-- Begin Page text --

Spirit Adrift's Nathan Garrett Lands His Astral Metal Rocket in Bastrop

Ride into the light


Cosmic Conquest: Nathan Garrett on his 1.35 (but soon to be 13) acres in Bastrop County (Photo by David Brendan Hall)

Friday, June 21, 2019: Summer solstice tilts our overcooked globe toward its nuclear reactor for the longest day of the year in the Northern Hemisphere. Midsummer hot, East Sixth bustles from end to end. Inside a steamy Hotel Vegas, Austin death metal trio Skeleton blows a blackened Nordic gale.

Between sets, Roky Erickson's first wave garage-punk haunting The Evil One loops endlessly. Three Fridays earlier, psychedelia's two-headed dog ascended the astral pyramid. A metallic wake followed: Michael Schenker landing a UFO outside Empire Control Room, Ft. Worth synth-n-doom duo Pinkish Black igniting Beerland's sudden demise, Judas Priest strafing ACL Live in back-to-back nights of Firepower, and 72 hours of Austin Terror Fest reigning Japanese snuff act Church of Misery and Kentucky black metal roots traditionalists Panopticon.

“We moved into this house on March 1. I was supposed to see my buddies Power Trip two weeks later.”

When Spirit Adrift performs on 2019's consequently shortest night, the Phoenix foursome rides classic metal guitar harmonies off May's Divided by Darkness, a third full-length "Born Into Fire" and "Tortured by Time," but swearing "We Will Not Die." Orbiting one-man band nucleus Nathan Garrett, the group transcends the corporeal into the metaphysical.

"We got into Austin early," recalls Garrett 15 months later. "I walked around the park with some friends. Roky Erickson had just passed away while we were on that tour, so when we got to the venue with my buddy Adrian [Bolton], who lives out here, he knew the sound guy. Adrian knows everybody.

-- End Page text --
-- Begin Collected material --

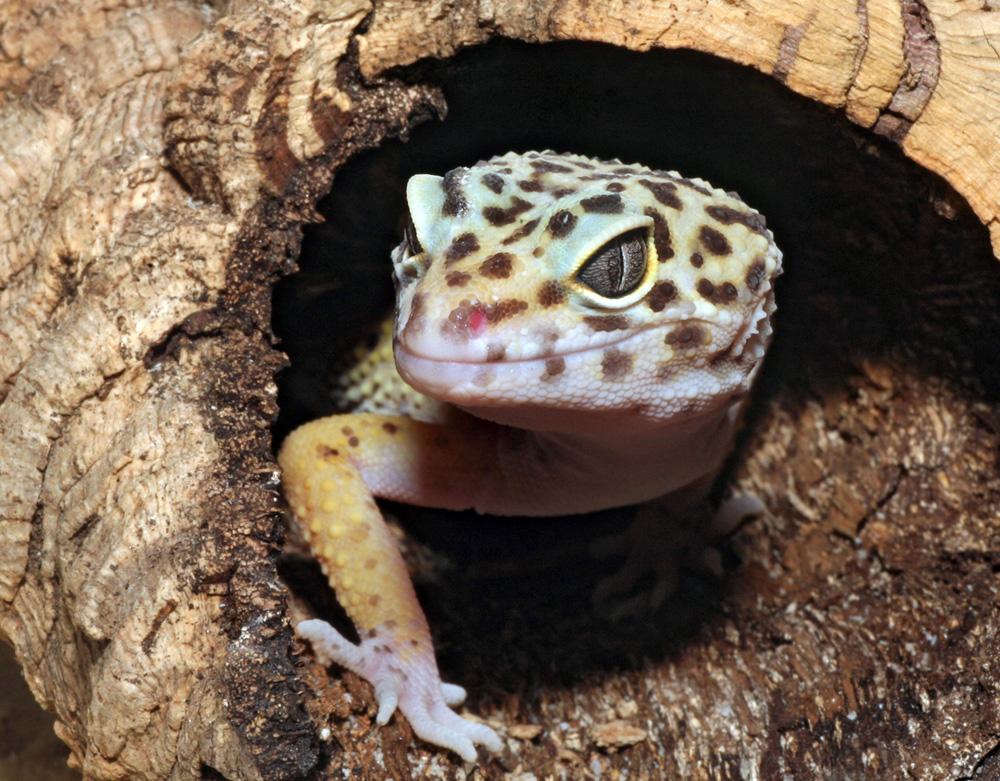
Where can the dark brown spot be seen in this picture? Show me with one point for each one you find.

-- End Collected material --

__Tasks to carry out__.
**a.** Answer each question from the Spirit Adrift article, one line per answer marked the same way.
(i) Which Austin band was playing inside Hotel Vegas on June 21, 2019?
(ii) What album did Spirit Adrift release in May, its third full-length?
(iii) On what date did Garrett move into the house?
**b.** Name every music venue in the Spirit Adrift article.
**c.** Write the next part of the Spirit Adrift article.

__Answers provided__.
**a.**
(i) Skeleton, an Austin death metal trio
(ii) Divided by Darkness
(iii) March 1

**b.** Hotel Vegas, Empire Control Room, Beerland, ACL Live

**c.**
"So I grabbed the sound guy and said, 'Hey, if you're cool with this, I only want you to play Roky Erickson's The Evil One, that album. Only play that. Don't put on anything else.' He was stoked, like, 'Hell yeah!'

"That album played on repeat 12 hours that day."

Skeleton shrieker Victor Ziolkowski remembers the gig.

"Last year, we joined forces with Spirit Adrift and it was a great time," emails the drumming bandleader. "I actually didn't know [Nathan] just moved here, so feel free to pass along my contact. I'd be happy to hang out and get to know him."

Out Past the Cornfields Where the Woods Got Heavy

Friday, 9/11, 2020: Wearing a Willie mask and John Prine tour tee, Nathan Garrett stares out the screened-in porch of the house he and his wife bought on a plot of greenbelt in Bastrop County's Cedar Creek.

"We had to put our dog down January 2," he says. "Then Nicole flew out here two days later for interviews at Whole Foods and right after that I went into the studio in Tucson to begin recording Enlightened in Eternity. That was the most fucked-up, surreal, difficult month of our lives.

"The dog dying forced us down here. We said, 'We need to get the fuck out of this house and out of Phoenix.' She died from something called valley fever, which happens in the desert. We were pissed off at the area and just couldn't be in the house anymore. I was in Phoenix for nine years and I didn't even intend on being there for one year.

"So we ended up here. We moved into this house on March 1. I was supposed to see my buddies Power Trip two weeks later."

In fact, the singer-guitarist-pianist-drummer-bassist set his sights on Austin eons before that.

Spanish fortune hunter Ponce de León picked the flower, "La Florida," in 1513 and 475 years later, Garrett entered the world a proud Southerner. Four months in, a fire alarm at the family's apartment building caused his mother to suffer a seizure and die from what her son pinpoints as a likely undiagnosed heart condition. He subsequently grew up under the care of his father and grandparents in Oklahoma.

"She had a motorcycle and partied pretty hard from what I've gathered," says Garrett about his Kentucky-fried parent, who grew up in remote Somerset where names originated from the Bible. "She was deaf. Both my parents are deaf. Not a lot of people know that."

They met as youths at a school for the deaf in the Bluegrass State – much like Austin's world-class facility, perhaps.

"Right!" affirms Garrett. "My dad went to this one for a minute. Yeah, when I was a kid, one of my earliest memories is coming down here and staying with him, and we saw the bats. I must have been 6, 7, but I remember walking around Austin and seeing the bats. He wasn't here long, but that's how far back the connection goes."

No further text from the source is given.